== Extrait à lire ==
:::

Comme texte-contexte je me référerais alors à la notion de bibliographie naturelle (nous en trouvons une bonne définition descriptive dans l'approche de la ville de Tamara, dans le recueil Villes invisibles, d'Italo Calvino:
« L'œil s'arrête rarement sur quelque chose, et seulement quand il y a reconnu le signe d'autre chose : une empreinte sur le sable indique le passage du tigre, un marais annonce une source, la fleur de la guimauve la fin de l'hiver. Tout le reste est muet et interchangeable ; les arbres et les pierres ne sont que ce qu'ils sont. Pour finir, le voyage conduit à la ville de Tamara. On y pénètre par des rues hérissées d'enseignes qui sortent des murs. L'œil ne voit pas des choses mais des figures de choses qui signifient d'autres choses » ; nous penserons aussi à cette bibliothèque que nous appelons « univers » (« L'univers (que d'autres appellent la Bibliothèque) », La bibliothèque de Babel, Borges).
L'animisme, qui laisse l'humain intégré au réseau du vivant, pourrait-il être une voie pour renouer le fil avec ces forces spirituelles qui relieraient pensée humaine et pensée animale dans un même champ vibratoire ?

:::

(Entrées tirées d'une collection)
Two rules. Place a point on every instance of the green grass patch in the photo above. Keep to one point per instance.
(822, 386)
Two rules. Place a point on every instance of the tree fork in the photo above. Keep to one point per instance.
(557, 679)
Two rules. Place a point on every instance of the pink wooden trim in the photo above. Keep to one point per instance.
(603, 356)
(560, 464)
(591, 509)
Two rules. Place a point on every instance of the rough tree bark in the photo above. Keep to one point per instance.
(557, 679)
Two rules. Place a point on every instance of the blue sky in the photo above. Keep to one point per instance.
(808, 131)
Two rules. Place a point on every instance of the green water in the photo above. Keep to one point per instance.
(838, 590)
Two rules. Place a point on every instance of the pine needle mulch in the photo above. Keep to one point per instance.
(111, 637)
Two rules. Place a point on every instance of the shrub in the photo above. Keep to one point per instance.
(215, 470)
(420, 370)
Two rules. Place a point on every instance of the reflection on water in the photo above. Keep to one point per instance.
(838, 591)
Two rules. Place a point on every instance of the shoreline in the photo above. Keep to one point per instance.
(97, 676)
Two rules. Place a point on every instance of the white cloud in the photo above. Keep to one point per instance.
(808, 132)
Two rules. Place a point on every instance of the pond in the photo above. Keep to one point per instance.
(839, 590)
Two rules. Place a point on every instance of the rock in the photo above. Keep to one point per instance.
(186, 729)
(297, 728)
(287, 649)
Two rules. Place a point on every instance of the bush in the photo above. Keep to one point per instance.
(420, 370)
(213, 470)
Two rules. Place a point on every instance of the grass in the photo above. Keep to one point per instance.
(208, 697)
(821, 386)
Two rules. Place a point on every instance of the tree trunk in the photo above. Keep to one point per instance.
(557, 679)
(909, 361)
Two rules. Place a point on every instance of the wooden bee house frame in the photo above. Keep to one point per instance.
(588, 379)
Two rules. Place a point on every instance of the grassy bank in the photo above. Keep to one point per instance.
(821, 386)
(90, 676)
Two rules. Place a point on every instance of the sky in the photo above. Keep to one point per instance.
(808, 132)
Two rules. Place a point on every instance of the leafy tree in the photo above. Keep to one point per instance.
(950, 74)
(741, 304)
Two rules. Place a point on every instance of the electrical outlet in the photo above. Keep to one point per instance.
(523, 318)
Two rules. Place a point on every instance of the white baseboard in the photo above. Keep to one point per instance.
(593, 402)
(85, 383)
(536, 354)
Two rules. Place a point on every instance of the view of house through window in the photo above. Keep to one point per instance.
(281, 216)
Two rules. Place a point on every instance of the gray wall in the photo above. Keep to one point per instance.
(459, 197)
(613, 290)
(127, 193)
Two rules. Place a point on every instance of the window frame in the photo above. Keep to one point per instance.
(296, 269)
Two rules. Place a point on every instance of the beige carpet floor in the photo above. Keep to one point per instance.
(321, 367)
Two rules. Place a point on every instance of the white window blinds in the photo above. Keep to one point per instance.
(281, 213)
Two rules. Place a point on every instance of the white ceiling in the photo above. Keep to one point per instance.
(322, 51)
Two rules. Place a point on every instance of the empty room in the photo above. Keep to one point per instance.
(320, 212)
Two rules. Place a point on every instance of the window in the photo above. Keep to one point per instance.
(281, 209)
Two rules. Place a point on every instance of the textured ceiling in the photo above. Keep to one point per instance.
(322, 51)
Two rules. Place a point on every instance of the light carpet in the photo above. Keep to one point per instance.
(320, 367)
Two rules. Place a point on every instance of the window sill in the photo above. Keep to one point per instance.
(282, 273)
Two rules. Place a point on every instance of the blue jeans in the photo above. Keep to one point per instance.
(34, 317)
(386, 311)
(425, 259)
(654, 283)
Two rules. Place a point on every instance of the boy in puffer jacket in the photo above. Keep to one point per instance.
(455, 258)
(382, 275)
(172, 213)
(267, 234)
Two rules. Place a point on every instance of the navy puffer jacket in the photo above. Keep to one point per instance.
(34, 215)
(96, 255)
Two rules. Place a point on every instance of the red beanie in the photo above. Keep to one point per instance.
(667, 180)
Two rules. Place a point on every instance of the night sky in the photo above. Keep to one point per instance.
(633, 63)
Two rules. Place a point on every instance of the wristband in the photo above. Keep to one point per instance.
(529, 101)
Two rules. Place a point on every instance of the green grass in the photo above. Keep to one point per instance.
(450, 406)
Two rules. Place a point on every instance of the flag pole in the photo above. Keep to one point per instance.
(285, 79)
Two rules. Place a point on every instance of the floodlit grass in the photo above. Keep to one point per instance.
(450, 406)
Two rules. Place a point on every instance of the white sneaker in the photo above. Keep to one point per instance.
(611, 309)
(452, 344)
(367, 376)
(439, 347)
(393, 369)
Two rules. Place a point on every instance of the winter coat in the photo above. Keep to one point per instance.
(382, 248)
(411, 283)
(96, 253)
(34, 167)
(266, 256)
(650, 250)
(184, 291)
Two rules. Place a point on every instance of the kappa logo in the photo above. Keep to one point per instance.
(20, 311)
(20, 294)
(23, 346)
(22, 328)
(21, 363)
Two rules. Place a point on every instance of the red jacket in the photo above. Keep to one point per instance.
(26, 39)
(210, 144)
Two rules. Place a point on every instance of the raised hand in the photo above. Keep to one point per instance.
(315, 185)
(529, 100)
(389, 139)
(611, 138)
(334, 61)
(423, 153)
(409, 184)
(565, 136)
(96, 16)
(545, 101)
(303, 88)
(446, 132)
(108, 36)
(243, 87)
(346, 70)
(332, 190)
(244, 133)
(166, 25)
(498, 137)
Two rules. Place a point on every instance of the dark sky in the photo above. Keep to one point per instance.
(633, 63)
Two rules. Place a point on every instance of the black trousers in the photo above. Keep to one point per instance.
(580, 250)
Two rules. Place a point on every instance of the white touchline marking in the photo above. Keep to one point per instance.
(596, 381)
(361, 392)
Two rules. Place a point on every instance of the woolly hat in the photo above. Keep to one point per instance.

:::

== Consigne 1 ==
Pour chaque affirmation, dites si elle concorde avec l'extrait à lire : répondez par oui ou non et citez mot pour mot le passage qui permet de trancher. (a) Dans la citation sur la ville de Tamara, un marais annonce une source. (b) Dans cette même citation, les arbres et les pierres signifient d'autres choses. (c) D'après la citation tirée de La bibliothèque de Babel, d'autres appellent l'univers la Bibliothèque.
== Consigne 2 ==
D'après l'extrait à lire, dans quel recueil se trouve l'approche de la ville de Tamara ?
== Consigne 3 ==
Réécrivez le passage de l'extrait à lire qui commence par « L'animisme, qui laisse » et va jusqu'à « même champ vibratoire ? », en remplaçant « réseau du vivant » par « tissu du vivant ».

== Réponse rédigée 1 ==
(a) Oui : « un marais annonce une source ».
(b) Non : « les arbres et les pierres ne sont que ce qu'ils sont ».
(c) Oui : « L'univers (que d'autres appellent la Bibliothèque) ».

== Réponse rédigée 2 ==
Dans le recueil Villes invisibles, d'Italo Calvino.

== Réponse rédigée 3 ==
L'animisme, qui laisse l'humain intégré au tissu du vivant, pourrait-il être une voie pour renouer le fil avec ces forces spirituelles qui relieraient pensée humaine et pensée animale dans un même champ vibratoire ?